Exercise details. Report every line of the records below that contains the word "asphalt", copying each such line in full.

Input material.
━━━━━━━━━━━━━━━━━━━━━━━━━━━━━━
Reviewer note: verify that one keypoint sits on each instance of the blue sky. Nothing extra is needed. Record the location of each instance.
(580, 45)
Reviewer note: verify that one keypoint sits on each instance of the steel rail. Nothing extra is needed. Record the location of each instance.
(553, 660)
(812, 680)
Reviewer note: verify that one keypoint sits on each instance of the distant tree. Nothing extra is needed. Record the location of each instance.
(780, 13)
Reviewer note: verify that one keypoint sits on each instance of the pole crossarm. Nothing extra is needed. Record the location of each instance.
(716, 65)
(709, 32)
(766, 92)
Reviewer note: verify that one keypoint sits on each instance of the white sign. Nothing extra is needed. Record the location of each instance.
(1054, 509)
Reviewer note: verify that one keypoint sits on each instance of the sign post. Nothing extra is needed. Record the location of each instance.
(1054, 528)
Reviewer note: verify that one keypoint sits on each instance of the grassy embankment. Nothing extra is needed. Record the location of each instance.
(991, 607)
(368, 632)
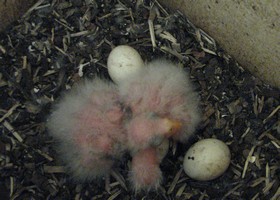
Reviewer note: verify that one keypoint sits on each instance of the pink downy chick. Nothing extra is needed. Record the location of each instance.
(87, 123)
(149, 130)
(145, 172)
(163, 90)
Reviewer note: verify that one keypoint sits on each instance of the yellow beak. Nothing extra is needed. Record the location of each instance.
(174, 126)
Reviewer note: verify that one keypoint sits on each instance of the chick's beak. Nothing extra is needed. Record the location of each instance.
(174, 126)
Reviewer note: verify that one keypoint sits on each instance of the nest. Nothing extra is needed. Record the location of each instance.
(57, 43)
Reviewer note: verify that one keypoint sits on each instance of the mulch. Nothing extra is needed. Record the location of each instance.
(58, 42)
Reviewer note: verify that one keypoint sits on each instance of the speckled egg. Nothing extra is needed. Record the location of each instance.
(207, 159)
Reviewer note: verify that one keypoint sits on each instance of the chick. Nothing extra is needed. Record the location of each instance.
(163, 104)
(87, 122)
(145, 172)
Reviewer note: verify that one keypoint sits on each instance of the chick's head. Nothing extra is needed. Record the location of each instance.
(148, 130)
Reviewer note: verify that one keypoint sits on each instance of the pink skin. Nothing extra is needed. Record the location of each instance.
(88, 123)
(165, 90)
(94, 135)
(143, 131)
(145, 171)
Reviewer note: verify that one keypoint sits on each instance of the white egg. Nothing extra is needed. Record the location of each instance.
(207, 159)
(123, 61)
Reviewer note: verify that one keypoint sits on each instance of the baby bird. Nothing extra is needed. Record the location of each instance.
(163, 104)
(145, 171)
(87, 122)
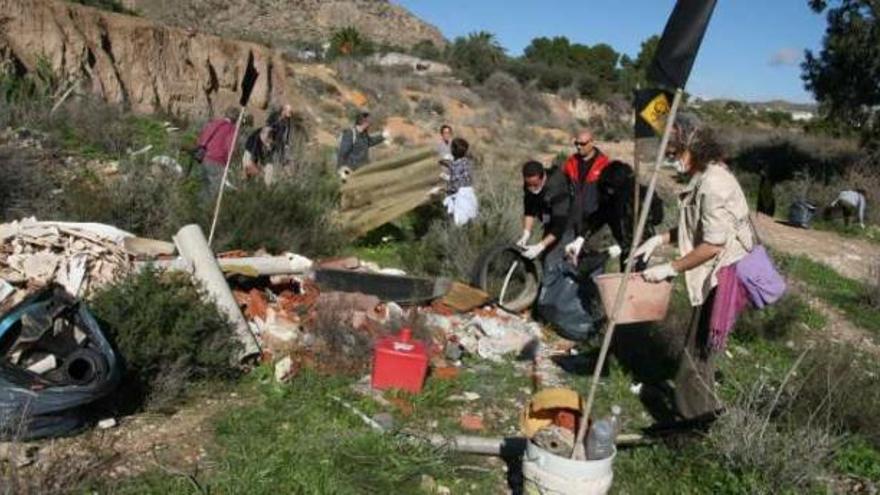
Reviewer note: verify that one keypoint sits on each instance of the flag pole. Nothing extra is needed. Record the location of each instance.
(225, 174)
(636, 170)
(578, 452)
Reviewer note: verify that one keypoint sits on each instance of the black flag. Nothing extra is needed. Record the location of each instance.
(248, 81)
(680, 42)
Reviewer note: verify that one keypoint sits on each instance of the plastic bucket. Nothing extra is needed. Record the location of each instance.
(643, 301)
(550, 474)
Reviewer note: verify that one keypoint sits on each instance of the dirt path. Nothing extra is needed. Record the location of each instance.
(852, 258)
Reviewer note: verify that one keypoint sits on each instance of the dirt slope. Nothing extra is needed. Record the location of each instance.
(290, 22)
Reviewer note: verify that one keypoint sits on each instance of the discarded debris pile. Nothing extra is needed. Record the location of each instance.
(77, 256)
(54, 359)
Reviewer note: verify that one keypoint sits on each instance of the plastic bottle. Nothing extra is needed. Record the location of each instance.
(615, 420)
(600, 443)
━━━━━━━━━━━━━━━━━━━━━━━━━━━━━━
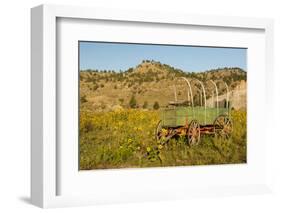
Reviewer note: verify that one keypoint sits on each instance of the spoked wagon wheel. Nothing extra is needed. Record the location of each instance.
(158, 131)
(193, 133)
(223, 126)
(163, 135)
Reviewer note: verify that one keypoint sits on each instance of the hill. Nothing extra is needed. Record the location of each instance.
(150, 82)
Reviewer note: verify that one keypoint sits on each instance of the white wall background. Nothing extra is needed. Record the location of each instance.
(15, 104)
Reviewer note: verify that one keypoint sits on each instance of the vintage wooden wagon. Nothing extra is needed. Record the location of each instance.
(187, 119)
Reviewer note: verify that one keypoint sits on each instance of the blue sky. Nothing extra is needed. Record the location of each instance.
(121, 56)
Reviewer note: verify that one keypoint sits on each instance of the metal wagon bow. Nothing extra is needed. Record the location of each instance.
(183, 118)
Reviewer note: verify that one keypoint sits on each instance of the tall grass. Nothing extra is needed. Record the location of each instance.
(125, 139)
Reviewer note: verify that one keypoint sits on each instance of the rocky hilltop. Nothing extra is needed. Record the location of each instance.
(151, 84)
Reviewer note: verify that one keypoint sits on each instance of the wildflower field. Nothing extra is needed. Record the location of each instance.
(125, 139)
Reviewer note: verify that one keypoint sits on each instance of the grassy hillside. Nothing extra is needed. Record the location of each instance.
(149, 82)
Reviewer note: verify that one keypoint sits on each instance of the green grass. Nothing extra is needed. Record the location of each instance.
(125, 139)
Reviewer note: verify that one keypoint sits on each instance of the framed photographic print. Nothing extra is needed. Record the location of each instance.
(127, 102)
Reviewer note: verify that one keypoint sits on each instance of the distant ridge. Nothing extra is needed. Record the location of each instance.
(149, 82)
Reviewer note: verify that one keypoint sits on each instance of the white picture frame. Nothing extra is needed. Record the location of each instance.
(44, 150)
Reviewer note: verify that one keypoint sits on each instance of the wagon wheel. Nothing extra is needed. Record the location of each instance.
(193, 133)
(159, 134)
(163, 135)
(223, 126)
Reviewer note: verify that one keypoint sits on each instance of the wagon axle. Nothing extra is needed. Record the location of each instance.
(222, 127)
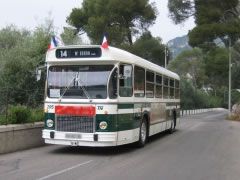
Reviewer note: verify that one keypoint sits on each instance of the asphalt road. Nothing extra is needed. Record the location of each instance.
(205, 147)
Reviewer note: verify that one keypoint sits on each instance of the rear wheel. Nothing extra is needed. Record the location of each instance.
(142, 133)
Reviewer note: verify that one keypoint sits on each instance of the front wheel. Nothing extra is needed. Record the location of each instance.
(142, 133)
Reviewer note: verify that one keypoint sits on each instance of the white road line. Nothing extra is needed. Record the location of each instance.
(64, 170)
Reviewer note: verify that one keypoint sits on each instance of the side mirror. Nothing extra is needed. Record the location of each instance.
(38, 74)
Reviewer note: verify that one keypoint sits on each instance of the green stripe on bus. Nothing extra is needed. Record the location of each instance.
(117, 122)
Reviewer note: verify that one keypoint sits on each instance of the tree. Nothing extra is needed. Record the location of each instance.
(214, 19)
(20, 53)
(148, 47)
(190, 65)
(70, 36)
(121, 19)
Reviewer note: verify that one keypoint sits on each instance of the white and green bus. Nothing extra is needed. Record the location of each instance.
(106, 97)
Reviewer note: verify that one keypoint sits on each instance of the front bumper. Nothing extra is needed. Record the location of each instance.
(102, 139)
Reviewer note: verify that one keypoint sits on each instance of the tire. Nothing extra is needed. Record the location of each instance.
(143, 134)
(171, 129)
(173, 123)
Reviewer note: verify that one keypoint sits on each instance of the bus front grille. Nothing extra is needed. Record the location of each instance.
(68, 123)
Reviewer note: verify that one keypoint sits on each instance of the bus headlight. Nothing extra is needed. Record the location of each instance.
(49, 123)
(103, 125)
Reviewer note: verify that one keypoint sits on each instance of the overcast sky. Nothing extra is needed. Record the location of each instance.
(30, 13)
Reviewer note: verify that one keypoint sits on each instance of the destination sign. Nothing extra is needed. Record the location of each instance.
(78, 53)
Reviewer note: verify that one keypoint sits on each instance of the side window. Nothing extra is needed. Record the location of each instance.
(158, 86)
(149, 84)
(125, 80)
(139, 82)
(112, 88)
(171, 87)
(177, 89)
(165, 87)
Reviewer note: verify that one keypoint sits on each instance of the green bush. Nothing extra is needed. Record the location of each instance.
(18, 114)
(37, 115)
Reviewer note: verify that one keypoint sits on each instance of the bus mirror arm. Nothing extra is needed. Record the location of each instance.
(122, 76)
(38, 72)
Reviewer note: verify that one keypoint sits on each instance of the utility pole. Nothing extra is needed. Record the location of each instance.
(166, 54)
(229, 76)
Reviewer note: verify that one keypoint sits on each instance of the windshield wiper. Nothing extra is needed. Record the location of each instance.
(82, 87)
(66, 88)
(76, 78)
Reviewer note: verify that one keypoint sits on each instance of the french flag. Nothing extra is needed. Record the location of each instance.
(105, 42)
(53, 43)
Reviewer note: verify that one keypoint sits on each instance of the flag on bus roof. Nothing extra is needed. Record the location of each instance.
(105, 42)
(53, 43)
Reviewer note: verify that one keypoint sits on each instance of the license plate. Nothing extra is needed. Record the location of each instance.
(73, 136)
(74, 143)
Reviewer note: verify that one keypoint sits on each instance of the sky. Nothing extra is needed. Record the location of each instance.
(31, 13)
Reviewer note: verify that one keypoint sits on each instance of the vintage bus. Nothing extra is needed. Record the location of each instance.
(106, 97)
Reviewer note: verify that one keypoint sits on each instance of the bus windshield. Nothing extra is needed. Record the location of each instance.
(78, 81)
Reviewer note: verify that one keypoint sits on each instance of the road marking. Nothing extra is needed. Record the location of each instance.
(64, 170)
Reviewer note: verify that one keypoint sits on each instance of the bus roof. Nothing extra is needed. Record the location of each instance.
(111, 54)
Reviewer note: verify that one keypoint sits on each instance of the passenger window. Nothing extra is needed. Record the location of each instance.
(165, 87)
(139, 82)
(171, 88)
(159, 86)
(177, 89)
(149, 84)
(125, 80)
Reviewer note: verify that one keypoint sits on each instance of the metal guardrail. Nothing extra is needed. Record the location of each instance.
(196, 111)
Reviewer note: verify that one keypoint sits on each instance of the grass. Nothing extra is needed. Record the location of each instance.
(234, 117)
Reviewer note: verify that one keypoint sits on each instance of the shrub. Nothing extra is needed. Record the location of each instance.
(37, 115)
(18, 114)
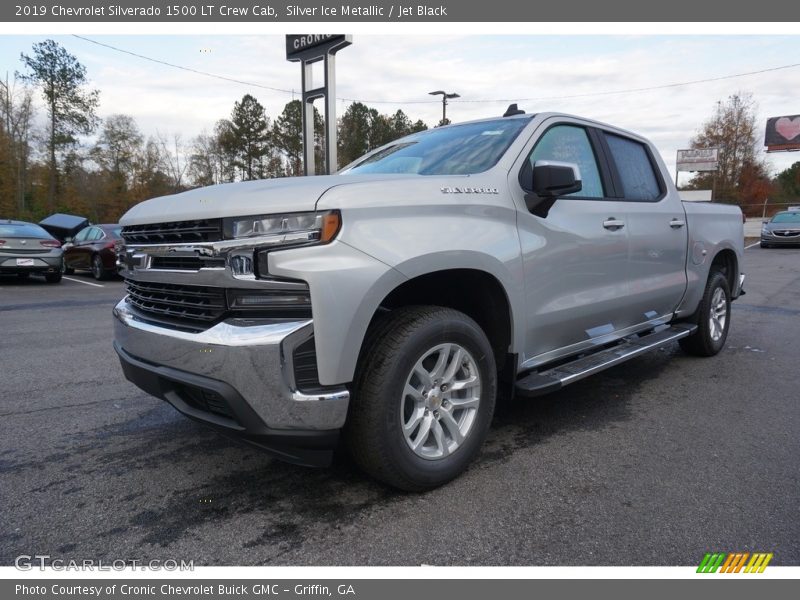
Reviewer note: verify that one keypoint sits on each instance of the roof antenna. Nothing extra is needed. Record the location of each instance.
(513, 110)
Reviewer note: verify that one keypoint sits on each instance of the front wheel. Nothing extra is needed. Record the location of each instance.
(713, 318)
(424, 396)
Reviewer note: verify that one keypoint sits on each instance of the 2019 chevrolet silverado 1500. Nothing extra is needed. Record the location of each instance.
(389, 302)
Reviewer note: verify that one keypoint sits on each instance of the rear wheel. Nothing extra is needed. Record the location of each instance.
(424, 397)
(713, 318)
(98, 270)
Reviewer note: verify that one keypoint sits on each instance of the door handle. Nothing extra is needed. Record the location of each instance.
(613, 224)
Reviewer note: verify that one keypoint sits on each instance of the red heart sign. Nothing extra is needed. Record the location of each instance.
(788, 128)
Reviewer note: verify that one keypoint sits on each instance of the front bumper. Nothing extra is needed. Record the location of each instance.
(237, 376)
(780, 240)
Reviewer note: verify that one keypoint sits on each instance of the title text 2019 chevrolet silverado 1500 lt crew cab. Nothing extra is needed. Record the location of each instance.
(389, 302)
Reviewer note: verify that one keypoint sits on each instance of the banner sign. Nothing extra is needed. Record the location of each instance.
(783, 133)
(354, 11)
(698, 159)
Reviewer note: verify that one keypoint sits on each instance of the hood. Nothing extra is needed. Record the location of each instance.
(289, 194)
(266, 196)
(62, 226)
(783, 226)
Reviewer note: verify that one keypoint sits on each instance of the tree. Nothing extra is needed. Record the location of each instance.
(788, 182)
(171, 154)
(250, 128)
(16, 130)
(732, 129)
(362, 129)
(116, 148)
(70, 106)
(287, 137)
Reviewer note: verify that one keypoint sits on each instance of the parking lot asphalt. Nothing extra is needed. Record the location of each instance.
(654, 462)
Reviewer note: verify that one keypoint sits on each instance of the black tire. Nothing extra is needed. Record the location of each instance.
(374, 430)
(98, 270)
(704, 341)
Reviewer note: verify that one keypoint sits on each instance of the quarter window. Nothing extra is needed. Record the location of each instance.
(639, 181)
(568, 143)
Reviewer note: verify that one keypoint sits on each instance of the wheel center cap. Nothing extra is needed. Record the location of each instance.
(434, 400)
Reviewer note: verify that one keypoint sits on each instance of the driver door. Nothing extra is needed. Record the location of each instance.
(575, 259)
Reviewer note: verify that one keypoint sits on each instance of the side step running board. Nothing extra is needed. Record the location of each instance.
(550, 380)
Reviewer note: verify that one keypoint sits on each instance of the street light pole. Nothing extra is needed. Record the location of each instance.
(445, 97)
━━━━━━━━━━━━━━━━━━━━━━━━━━━━━━
Output below.
Reviewer note: verify that one keypoint sits on each instance of the asphalt road. Nothing extra is needed. Record the location of each instance.
Reviewer note: verify that one keypoint sits on each instance of the parking lot asphalt. Nothing extra is needed. Record the location of each instance.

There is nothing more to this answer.